How to complete this task:
Examine the entries and show every line in which the word "white" is found.
*** Information provided ***
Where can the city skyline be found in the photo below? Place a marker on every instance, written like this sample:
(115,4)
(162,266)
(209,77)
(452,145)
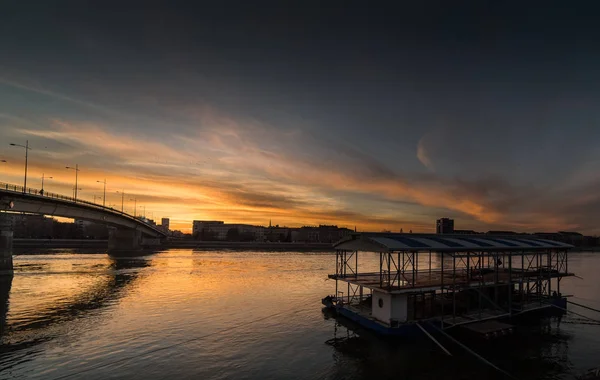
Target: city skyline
(211,117)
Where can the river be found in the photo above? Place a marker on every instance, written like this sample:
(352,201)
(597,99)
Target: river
(191,314)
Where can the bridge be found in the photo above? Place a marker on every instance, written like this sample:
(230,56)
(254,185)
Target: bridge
(125,236)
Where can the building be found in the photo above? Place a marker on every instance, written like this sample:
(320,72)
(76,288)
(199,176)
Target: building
(219,230)
(322,234)
(444,226)
(198,226)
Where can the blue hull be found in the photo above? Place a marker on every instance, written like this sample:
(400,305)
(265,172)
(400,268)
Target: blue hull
(406,330)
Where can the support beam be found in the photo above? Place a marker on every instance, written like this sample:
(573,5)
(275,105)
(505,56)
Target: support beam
(6,244)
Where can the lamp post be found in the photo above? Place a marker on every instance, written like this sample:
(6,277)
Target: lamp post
(27,148)
(104,194)
(75,191)
(42,191)
(122,198)
(76,168)
(134,205)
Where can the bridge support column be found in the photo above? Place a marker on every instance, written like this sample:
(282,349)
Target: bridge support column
(6,240)
(124,240)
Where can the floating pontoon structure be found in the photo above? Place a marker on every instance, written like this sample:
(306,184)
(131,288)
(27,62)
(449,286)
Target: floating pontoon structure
(448,280)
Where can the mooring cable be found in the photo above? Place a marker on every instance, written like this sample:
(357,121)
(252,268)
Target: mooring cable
(169,346)
(473,352)
(572,312)
(584,306)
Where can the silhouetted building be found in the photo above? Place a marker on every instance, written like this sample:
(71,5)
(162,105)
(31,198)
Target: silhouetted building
(322,234)
(219,230)
(444,226)
(465,232)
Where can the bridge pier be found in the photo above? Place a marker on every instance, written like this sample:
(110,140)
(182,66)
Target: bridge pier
(124,240)
(6,242)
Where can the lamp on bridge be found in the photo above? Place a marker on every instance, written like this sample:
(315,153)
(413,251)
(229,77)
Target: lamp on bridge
(122,192)
(134,205)
(104,194)
(27,148)
(42,191)
(76,168)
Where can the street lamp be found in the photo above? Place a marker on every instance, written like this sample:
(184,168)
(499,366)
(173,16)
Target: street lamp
(104,194)
(75,192)
(42,191)
(76,168)
(27,148)
(134,205)
(122,198)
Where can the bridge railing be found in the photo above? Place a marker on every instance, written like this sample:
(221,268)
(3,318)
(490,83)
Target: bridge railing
(46,194)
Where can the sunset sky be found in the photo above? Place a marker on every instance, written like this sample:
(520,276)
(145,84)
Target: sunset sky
(379,118)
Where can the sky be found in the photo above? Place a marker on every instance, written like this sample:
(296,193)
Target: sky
(379,116)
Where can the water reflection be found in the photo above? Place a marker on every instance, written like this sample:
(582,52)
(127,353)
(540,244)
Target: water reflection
(46,321)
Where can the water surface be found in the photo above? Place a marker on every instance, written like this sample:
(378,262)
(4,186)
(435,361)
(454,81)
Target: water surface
(245,315)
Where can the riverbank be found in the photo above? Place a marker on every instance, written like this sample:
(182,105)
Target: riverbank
(194,244)
(255,245)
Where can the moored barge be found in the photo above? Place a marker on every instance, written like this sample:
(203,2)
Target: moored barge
(414,280)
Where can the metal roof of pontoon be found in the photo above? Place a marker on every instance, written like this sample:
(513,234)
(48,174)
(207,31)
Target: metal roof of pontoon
(378,242)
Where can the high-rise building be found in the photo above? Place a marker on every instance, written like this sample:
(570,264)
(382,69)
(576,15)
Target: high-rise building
(444,226)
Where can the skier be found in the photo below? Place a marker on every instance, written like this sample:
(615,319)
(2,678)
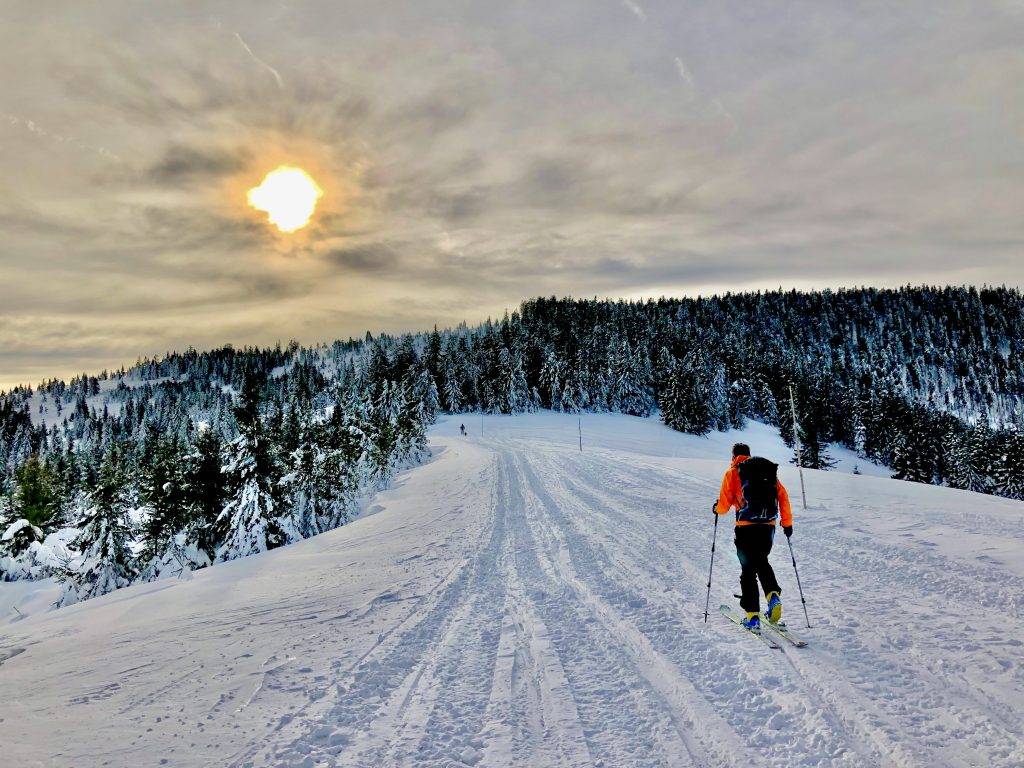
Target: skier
(752,487)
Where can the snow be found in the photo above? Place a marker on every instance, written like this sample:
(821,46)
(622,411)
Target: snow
(517,601)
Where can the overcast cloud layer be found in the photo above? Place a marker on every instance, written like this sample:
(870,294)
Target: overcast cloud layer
(474,154)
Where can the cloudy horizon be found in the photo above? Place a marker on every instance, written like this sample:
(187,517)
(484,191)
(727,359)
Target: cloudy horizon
(474,155)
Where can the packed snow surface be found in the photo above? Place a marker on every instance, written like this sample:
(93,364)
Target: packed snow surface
(517,601)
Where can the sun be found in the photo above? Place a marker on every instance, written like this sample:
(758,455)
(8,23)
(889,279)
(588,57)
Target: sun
(288,196)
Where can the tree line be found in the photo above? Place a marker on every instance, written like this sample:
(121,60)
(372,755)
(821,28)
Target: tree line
(199,457)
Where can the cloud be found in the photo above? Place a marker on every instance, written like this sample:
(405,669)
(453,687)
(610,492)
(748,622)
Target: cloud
(260,61)
(635,9)
(367,259)
(186,164)
(474,156)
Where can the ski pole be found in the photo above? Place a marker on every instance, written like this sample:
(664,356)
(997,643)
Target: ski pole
(793,557)
(714,539)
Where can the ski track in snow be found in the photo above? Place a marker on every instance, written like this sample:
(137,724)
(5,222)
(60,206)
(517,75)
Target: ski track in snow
(519,602)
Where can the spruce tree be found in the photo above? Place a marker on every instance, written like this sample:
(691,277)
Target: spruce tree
(253,518)
(105,562)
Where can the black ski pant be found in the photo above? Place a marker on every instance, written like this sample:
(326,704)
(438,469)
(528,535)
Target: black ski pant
(753,547)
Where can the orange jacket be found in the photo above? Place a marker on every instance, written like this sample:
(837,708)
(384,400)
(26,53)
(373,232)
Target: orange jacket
(731,496)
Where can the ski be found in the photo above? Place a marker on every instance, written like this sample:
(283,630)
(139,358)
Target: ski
(782,631)
(731,615)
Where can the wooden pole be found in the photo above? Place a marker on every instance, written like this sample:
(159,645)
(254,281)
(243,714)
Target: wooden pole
(796,441)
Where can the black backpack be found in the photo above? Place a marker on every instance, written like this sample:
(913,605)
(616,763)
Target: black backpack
(759,479)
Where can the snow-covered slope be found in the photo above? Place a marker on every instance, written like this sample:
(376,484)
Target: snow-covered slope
(517,601)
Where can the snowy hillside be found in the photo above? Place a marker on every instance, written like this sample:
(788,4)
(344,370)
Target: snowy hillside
(518,602)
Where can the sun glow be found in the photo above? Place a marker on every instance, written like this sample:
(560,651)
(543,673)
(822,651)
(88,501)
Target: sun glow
(288,196)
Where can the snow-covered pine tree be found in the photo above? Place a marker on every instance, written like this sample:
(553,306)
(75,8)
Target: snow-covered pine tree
(971,466)
(451,385)
(35,494)
(105,562)
(253,518)
(1010,473)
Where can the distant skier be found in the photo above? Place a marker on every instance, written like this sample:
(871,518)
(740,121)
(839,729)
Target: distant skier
(752,487)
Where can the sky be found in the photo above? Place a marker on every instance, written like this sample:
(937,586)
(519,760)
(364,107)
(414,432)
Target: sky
(476,154)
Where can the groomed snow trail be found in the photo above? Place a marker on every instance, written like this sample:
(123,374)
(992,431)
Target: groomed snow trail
(519,602)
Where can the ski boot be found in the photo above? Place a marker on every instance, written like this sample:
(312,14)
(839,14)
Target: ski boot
(774,611)
(752,623)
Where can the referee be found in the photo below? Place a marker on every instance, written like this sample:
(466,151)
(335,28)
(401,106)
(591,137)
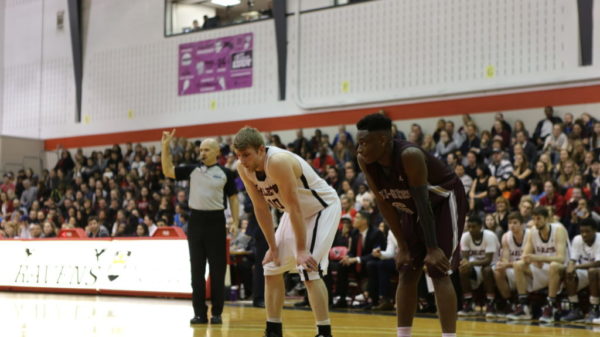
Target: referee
(210,187)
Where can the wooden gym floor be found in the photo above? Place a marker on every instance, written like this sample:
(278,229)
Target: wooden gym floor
(47,315)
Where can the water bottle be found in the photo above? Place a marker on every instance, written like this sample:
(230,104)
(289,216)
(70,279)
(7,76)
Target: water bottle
(233,293)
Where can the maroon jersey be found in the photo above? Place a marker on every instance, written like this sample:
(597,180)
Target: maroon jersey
(448,202)
(393,184)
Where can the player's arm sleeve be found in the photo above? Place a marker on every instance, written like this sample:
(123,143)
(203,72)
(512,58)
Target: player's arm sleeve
(576,248)
(183,172)
(464,246)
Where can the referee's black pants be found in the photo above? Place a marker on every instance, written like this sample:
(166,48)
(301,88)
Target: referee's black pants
(206,240)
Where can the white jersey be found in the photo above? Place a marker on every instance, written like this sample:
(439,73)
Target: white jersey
*** End of Information provided ***
Answer box:
Where can the white jersey be found in the photo above? Place a marker on every instance, written like this sample:
Target: white jersey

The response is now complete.